Hijo mío, cuando llegaste al mundo con tus tres kilos y trescientos gramos, supe cuánto pesaba el amor. En ese instante dejé atrás la vida irresponsable que había llevado y entré en el espacio de la responsabilidad. De hombre me volví padre.
Y entonces entendí a mi propio padre. Tenía yo tres años cuando los alemanes lo detuvieron, en 1941, y lo encerraron en la celda de los condenados a muerte. Torturas cotidianas, ejecuciones simuladas, hambre, enfermedades. Lo soportó todo. Porque sólo pensaba en una cosa: “En casa me está esperando un niñito de tres años. No me puedo morir.”
Y no murió. Él nunca me lo dijo. Me enteré por mi madre.
A mi alrededor está oscureciendo, pero antes de que caiga la noche me gustaría decirte un par de palabras sobre tu abuelo. Tú no tuviste oportunidad de conocerlo. Pero así me comprenderás también a mí.
Era un hombre sencillo. Era maestro y le gustaba su trabajo. Vivía frugalmente. Un plato de comida, un vaso de vino. No fumaba, no iba al café, no engordaba. Leía. El periódico diario era su único lujo.
A mí nunca me permitió leer acostado en la cama. “El escritor se pasó muchas noches en vela para escribir su libro. Nosotros no debemos leerlo acostados rascándonos como monos”.
Me previno también sobre los malos hábitos.
“Más tarde o más temprano, esos hábitos acaban siendo nuestro carácter.”
Y tenía razón. A los 15 años yo tenía un carácter fuerte y pocos hábitos. Ahora, de viejo, tengo muchos hábitos y un carácter débil.
Con el paso de los años pienso en él cada vez más. Cuando me quejaba de algo que no podía creer que me hubiera sucedido a mí, me recordaba la sentencia de Aristóteles: “Es muy probable que algo improbable suceda.”
Alguna vez me enfadaba con él por la sencilla razón de que nunca era irracional. Como si no tuviera sentimientos. Pero los tenía. Sólo que para él los sentimientos no eran argumentos.
Quizá eso haya sido para mí lo más difícil de entender. El amor no es un argumento. El amor tiene obligaciones, no derechos. Así hablaba conmigo. Ni siquiera la poesía nos da el derecho a describir una flor de manera equivocada. Me acordé de mi padre cuando leí a Hamsun que decía, en alguno de sus libros, que no existen las flores, existen las amapolas, las rosas, el jazmín y así sucesivamente.
= = = = =
[El problema]: Por favor, transcribe el pasaje del texto proporcionado que va desde "Era un hombre" hasta "su único lujo.", con ambos extremos incluidos. Los registros no hacen falta para esta tarea.

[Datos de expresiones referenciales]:
= = = = =
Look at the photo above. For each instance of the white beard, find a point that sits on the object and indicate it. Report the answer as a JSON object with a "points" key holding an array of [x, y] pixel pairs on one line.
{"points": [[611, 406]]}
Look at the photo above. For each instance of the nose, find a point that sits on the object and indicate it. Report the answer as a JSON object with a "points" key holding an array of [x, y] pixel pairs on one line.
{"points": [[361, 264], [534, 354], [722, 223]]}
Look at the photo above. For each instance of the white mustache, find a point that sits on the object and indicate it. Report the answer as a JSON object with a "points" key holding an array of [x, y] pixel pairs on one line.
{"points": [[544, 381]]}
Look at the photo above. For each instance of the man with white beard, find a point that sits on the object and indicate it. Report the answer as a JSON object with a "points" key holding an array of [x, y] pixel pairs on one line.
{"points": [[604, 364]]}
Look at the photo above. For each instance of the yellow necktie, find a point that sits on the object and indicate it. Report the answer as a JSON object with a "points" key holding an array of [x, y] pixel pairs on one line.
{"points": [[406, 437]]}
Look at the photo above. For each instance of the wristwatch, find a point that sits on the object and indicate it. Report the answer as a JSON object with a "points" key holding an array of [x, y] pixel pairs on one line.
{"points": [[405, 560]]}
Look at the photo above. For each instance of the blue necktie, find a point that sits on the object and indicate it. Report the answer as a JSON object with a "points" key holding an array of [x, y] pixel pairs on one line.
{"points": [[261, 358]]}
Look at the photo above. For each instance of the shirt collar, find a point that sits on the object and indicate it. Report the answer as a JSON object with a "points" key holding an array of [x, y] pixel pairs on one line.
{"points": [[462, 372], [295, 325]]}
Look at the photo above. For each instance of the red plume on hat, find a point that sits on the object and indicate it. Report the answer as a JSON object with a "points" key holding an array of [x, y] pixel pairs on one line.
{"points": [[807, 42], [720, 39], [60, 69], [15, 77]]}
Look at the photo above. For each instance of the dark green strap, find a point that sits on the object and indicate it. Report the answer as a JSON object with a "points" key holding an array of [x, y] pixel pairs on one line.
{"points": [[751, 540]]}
= = = = =
[Espacio de respuesta]:
Era un hombre sencillo. Era maestro y le gustaba su trabajo. Vivía frugalmente. Un plato de comida, un vaso de vino. No fumaba, no iba al café, no engordaba. Leía. El periódico diario era su único lujo.